= Given records =
———

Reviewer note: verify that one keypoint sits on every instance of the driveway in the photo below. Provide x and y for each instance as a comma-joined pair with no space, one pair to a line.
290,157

———

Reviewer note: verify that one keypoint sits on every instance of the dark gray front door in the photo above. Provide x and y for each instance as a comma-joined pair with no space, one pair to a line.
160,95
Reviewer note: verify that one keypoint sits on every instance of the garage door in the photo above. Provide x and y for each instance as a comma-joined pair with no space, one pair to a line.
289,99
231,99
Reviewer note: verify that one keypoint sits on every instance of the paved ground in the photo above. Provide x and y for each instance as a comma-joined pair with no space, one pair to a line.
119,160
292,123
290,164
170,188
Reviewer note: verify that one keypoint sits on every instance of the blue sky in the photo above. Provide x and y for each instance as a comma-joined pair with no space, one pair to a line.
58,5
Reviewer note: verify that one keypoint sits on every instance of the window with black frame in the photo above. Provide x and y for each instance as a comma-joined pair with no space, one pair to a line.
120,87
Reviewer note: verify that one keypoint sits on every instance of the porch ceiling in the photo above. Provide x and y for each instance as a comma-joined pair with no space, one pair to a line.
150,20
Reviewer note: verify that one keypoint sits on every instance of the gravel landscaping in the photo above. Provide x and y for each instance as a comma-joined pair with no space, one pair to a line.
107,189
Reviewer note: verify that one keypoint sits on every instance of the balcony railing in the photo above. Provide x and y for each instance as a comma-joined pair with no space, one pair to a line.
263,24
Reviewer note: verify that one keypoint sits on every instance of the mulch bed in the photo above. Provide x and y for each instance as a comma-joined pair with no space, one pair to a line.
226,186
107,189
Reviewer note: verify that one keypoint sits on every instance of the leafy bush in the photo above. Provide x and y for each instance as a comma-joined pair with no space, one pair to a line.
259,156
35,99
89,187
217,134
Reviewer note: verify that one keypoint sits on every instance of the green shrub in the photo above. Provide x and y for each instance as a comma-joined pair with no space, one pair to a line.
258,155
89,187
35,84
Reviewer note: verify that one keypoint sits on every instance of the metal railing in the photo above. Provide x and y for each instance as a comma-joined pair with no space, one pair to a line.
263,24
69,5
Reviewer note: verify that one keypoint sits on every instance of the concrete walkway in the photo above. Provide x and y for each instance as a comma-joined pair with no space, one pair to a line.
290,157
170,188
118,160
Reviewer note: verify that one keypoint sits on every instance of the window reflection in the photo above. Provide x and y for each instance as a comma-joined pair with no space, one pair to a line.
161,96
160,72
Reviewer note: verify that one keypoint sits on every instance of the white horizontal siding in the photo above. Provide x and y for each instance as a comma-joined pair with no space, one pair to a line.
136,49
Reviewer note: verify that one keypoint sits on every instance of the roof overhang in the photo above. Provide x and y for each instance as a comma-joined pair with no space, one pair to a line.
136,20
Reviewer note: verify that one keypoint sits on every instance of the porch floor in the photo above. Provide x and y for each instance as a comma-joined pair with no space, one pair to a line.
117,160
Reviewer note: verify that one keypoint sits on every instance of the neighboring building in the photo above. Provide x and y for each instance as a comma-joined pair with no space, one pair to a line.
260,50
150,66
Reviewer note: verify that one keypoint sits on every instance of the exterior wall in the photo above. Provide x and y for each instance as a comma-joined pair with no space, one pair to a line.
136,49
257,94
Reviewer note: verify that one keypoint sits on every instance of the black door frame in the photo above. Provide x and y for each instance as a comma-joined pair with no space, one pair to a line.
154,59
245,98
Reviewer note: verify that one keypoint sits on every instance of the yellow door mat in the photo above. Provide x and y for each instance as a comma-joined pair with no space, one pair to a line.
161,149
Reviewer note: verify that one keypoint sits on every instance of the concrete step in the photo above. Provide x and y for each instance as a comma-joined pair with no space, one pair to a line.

———

= To be done =
Write out, without any change, the entries from the line containing "of the yellow" through the line containing "the concrete step", including both of those lines.

= Answer to the problem =
Reviewer note: verify that one keypoint sits on every instance of the yellow door mat in the photo above. Provide x and y for each instance as a comma-joined pair with no space, one pair to a line.
161,149
Reviewer note: verify that one keypoint sits on every instance of the concrete step in the photo above. Provide x and y for each instance as a comma-joined pair with no space, one pair to a line.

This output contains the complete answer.